= Tarefa =
Reproduza, do texto sobre a aprendizagem das crianças antes da escola, o trecho que vai de "Hoje, entendo a" até "ter para muitas.", inclusive.

= Texto de origem =
"""

Hoje, entendo a opção que parece estar a tornar-se uma “tendência” que se vai instalando. E, em boa verdade, não a reprovo. É excelente que as crianças aprendam sem querer as letras e a leitura. Pareçam pedir, cada vez mais, operações matemáticas. Acedam ao jogo e, através dele, a raciocínios cada vez mais complexos. “Apanhem no ar” conhecimentos que “dominam” muito antes de os conceptualizarem. “Leiam” as histórias nos olhos dos pais e, dessa forma, acedam à palavra. O que as leva a pensar de um jeito mais expedito e, surpreendentemente, sempre mais rico. Aprendam com o corpo e nunca contra o corpo. Apurem a motricidade e a atenção. E, antes de irem à escola, estejam cada vez mais preparadas para ela. Sobretudo quando muitas destas crianças, hoje, vêm, ainda, da pandemia. Com todos os custos que isso acabou por ter para muitas.

"""

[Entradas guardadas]
"""

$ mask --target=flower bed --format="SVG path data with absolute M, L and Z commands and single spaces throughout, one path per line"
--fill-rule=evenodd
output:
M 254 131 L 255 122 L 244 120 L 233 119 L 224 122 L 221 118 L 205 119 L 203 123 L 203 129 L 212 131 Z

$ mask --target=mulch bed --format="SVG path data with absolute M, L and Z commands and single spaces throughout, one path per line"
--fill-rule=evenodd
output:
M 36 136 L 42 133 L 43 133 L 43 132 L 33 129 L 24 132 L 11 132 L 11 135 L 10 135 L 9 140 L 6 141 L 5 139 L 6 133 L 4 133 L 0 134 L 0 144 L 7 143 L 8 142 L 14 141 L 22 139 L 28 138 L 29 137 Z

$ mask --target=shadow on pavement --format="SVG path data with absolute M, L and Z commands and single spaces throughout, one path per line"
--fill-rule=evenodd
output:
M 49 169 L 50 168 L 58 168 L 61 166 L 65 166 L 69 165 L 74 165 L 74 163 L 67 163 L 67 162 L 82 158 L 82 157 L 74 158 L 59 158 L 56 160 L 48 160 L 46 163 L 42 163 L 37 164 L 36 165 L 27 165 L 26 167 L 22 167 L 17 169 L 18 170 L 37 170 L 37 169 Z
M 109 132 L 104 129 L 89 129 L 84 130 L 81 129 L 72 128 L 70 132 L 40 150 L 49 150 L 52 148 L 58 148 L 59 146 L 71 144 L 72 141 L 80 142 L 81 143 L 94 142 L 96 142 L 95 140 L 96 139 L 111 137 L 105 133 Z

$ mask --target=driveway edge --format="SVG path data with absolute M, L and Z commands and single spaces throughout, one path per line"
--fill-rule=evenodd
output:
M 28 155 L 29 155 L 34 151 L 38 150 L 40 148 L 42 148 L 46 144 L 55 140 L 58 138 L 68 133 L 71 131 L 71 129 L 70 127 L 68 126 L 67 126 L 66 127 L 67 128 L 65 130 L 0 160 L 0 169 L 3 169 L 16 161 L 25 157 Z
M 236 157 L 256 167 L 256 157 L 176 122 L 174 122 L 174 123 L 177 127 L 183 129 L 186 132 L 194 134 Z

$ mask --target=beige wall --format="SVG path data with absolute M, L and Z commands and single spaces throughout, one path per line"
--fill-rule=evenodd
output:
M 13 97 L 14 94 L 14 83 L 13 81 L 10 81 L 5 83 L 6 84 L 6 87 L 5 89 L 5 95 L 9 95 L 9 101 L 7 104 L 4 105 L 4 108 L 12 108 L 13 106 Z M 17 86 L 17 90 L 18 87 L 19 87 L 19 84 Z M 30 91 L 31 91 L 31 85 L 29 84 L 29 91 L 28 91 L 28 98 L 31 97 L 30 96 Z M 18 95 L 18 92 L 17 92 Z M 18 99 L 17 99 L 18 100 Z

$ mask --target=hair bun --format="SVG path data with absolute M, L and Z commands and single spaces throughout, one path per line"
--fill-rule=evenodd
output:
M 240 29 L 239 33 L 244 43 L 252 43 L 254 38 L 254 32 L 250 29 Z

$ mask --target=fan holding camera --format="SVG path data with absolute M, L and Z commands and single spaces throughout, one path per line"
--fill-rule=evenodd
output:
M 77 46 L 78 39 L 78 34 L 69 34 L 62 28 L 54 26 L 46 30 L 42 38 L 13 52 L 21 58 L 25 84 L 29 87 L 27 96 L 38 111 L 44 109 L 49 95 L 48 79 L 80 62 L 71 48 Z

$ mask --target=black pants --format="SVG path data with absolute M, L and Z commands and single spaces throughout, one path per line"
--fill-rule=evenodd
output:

"""

= Resultado da tarefa =
Hoje, entendo a opção que parece estar a tornar-se uma “tendência” que se vai instalando. E, em boa verdade, não a reprovo. É excelente que as crianças aprendam sem querer as letras e a leitura. Pareçam pedir, cada vez mais, operações matemáticas. Acedam ao jogo e, através dele, a raciocínios cada vez mais complexos. “Apanhem no ar” conhecimentos que “dominam” muito antes de os conceptualizarem. “Leiam” as histórias nos olhos dos pais e, dessa forma, acedam à palavra. O que as leva a pensar de um jeito mais expedito e, surpreendentemente, sempre mais rico. Aprendam com o corpo e nunca contra o corpo. Apurem a motricidade e a atenção. E, antes de irem à escola, estejam cada vez mais preparadas para ela. Sobretudo quando muitas destas crianças, hoje, vêm, ainda, da pandemia. Com todos os custos que isso acabou por ter para muitas.